▸ PROBLEM REQUIREMENTS:
Rewrite each of the items below, putting "exposed soil" in place of "bare soil" and leaving everything else as it is.

*** RAW DATA ***

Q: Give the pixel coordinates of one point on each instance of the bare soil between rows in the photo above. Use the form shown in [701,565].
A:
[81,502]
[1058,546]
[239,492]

***

▸ REPLY TO THE EXERCISE:
Q: Give the pixel coordinates of one point on each instance of the exposed soil between rows in the photo above. Use the form shown in [701,565].
A:
[81,502]
[1058,546]
[239,492]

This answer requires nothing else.